— BEGIN —

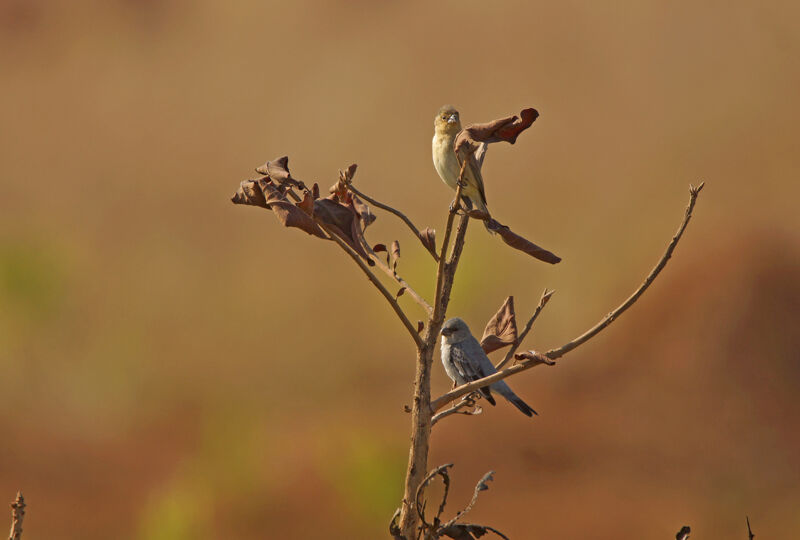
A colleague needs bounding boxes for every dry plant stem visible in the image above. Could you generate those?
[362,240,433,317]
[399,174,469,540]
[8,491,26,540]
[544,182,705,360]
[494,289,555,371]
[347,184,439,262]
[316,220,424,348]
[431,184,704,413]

— END —
— BEGIN —

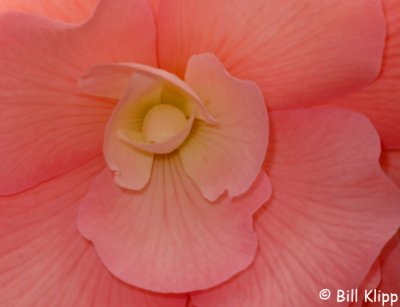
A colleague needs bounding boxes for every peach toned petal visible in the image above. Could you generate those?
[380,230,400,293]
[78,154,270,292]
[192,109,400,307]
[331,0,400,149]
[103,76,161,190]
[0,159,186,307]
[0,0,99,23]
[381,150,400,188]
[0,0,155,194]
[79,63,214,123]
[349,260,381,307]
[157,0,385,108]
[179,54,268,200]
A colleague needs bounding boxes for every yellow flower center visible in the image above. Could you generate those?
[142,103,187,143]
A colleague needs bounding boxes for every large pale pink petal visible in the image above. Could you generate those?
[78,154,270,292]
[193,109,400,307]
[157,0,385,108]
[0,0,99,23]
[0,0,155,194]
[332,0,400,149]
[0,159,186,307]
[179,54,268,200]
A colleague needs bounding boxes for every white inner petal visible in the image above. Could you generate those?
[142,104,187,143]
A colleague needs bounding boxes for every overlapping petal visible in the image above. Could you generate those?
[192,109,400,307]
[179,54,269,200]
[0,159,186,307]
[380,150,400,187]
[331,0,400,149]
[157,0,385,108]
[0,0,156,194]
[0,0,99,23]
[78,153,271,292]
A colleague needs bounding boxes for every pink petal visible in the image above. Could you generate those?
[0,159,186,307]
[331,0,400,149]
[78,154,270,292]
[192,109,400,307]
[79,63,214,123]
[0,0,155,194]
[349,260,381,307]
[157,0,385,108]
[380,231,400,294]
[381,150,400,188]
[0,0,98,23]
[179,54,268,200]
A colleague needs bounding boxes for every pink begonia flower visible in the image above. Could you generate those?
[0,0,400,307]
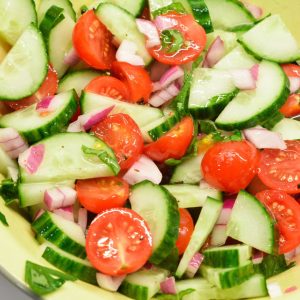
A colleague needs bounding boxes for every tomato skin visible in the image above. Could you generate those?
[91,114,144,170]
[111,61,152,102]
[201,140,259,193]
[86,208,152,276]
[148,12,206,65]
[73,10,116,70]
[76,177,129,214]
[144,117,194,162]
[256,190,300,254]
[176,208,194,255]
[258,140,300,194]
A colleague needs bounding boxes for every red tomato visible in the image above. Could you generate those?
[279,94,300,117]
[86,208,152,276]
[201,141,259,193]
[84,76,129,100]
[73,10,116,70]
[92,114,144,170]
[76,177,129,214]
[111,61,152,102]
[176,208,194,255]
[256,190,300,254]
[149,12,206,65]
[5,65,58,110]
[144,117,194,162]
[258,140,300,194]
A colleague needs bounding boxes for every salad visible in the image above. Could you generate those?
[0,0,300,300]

— END —

◆ WHAT THE TASK ASKS ◆
Render the records above as a JSON list of strings with one string per line, starting at the line that contains "A colleague needs bounding boxes for every pink begonia" and ending at the line that contains "[0,0,300,300]". Leave the pictures and any blank lines out of the list.

◆ EXERCISE ANSWER ◆
[
  "A colleague needs bounding boxes for every pink begonia flower visible in the image above. Could you generate those?",
  "[0,0,400,307]",
  "A colleague needs bounding boxes for every tomato skin visible in the image above. Could you generate those?",
  "[91,114,144,170]",
  "[111,61,152,102]",
  "[201,140,259,193]",
  "[86,208,152,276]",
  "[148,12,206,65]",
  "[73,10,116,70]",
  "[76,177,129,214]",
  "[144,117,194,162]",
  "[256,190,300,254]",
  "[176,208,194,255]",
  "[258,140,300,194]",
  "A colleague needs bounding boxes for every red tomato visible in the image above. Could you generate those?",
  "[279,94,300,117]",
  "[86,208,152,276]",
  "[201,141,259,193]",
  "[84,76,129,100]",
  "[73,10,116,70]",
  "[92,114,144,170]",
  "[76,177,129,214]",
  "[111,61,152,102]",
  "[176,208,194,255]",
  "[256,190,300,254]",
  "[149,12,206,65]",
  "[5,65,58,110]",
  "[144,117,194,162]",
  "[258,140,300,194]",
  "A colleague needs bounding boxes for every salad visible in the image above. Could you generate those?",
  "[0,0,300,300]"
]